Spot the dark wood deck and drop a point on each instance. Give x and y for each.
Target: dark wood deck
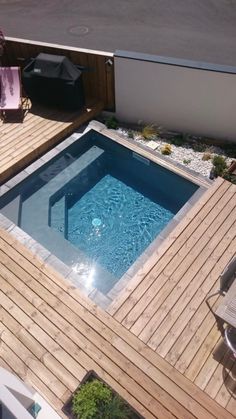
(41, 129)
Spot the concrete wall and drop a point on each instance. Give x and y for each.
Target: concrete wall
(179, 95)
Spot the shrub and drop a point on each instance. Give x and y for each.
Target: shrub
(229, 176)
(219, 164)
(200, 147)
(111, 123)
(206, 156)
(96, 400)
(186, 161)
(178, 141)
(130, 133)
(149, 131)
(166, 149)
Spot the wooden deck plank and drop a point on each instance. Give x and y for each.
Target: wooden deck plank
(189, 285)
(136, 282)
(137, 301)
(130, 354)
(164, 304)
(81, 341)
(143, 350)
(184, 259)
(197, 327)
(21, 143)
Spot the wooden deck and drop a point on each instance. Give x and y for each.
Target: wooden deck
(41, 129)
(50, 336)
(164, 303)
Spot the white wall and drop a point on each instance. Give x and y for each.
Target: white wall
(177, 97)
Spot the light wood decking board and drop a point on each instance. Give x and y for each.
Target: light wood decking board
(49, 309)
(165, 303)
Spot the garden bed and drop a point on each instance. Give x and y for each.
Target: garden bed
(195, 152)
(109, 404)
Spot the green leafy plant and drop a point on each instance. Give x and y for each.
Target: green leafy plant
(206, 156)
(219, 165)
(178, 140)
(229, 176)
(149, 131)
(111, 122)
(186, 161)
(200, 147)
(166, 149)
(130, 133)
(95, 400)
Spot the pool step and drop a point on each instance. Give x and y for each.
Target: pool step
(57, 216)
(13, 210)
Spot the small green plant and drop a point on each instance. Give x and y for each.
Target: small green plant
(166, 149)
(149, 131)
(178, 140)
(130, 134)
(229, 176)
(95, 400)
(111, 122)
(206, 156)
(200, 147)
(187, 161)
(219, 165)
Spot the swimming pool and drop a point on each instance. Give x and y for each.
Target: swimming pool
(97, 206)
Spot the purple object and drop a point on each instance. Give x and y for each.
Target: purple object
(10, 88)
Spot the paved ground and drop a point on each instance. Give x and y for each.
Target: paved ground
(195, 29)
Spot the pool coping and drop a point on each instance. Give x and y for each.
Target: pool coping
(93, 293)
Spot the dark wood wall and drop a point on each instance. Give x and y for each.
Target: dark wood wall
(98, 79)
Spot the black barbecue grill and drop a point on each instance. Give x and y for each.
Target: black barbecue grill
(54, 80)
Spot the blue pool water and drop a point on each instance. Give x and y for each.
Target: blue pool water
(97, 206)
(113, 224)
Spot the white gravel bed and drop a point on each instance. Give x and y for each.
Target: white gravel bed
(184, 155)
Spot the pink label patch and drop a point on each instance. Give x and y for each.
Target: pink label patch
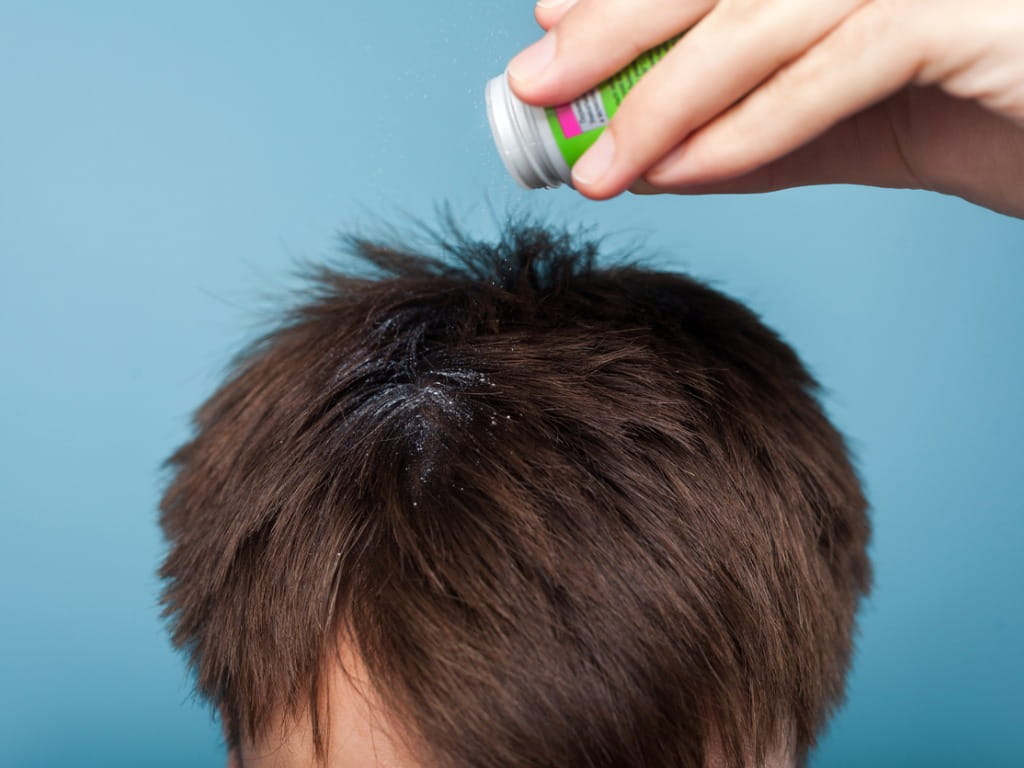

---

• Assignment:
Exclude all images and return the listing word for word.

• Solution for this task:
Spot the dark wood deck and drop a point on each instance. Give x and y for each.
Target: dark wood deck
(41, 129)
Spot the concrete wall and drop a point on each instance. Give x and y for each.
Target: concrete wall
(179, 95)
Spot the shrub and drop a point on each instance. Give x and y for each.
Target: shrub
(229, 176)
(219, 164)
(200, 147)
(111, 123)
(206, 156)
(96, 400)
(186, 161)
(178, 141)
(130, 133)
(149, 131)
(166, 149)
Spot the wooden deck plank and drop a point on each instance. Give x and y for each.
Target: wooden deck plank
(189, 285)
(136, 282)
(137, 301)
(130, 354)
(164, 304)
(81, 341)
(143, 350)
(184, 259)
(197, 327)
(21, 143)
Spot the wooden deck and drop a point on each instance. Give x and y for each.
Target: wooden deck
(41, 129)
(50, 336)
(164, 303)
Spot the white wall and drop a point on each instance. Give x and y for each.
Target: white wall
(177, 97)
Spot the light wood decking board and drop a point on each instance. Give x and y for each.
Target: light wood decking board
(49, 309)
(165, 303)
Spot the garden bed and drop a point on each instance. Give x and y for each.
Target: garden bed
(195, 152)
(109, 404)
Spot the green leafy plant and drop a point on each instance. Give x and y for each.
Target: green leafy plant
(206, 156)
(219, 165)
(178, 140)
(229, 176)
(149, 131)
(111, 122)
(186, 161)
(200, 147)
(166, 149)
(130, 133)
(95, 400)
Spot the pool step and drop a point on each instance. Give x and y for each.
Target: pool step
(57, 216)
(13, 210)
Spot the small green plant and drop a point on each instance. Give x and y for each.
Target: small green plant
(166, 149)
(149, 131)
(178, 140)
(130, 134)
(229, 176)
(95, 400)
(111, 122)
(206, 156)
(200, 147)
(187, 161)
(219, 165)
Spot the swimming pool and drop a point on each instance. Give x and y for each.
Target: swimming pool
(97, 206)
Spot the purple object and drop a point on each instance. Give x and y for each.
Target: purple object
(10, 88)
Spot the paved ground and drop a point on each instance. Give x and y for each.
Target: paved ground
(195, 29)
Spot the pool coping and drop a point on each instance. Give x and y for each.
Target: pool coping
(93, 293)
Spot the dark wood wall and drop a point on each instance. Give x and y for each.
Target: dark wood wall
(98, 79)
Spot the black barbecue grill and drop a point on each instance. Give x and y for each.
Target: black barbecue grill
(54, 80)
Spot the blue pool water and drop a point on each instance. Give x and y for each.
Target: blue pool water
(97, 206)
(113, 224)
Spot the white gravel bed and drop a point on each instance. Give x and y for each.
Target: white gravel bed
(184, 155)
Spot the pink label patch and drop a point on each instance. Give x and y for each.
Target: pink label patch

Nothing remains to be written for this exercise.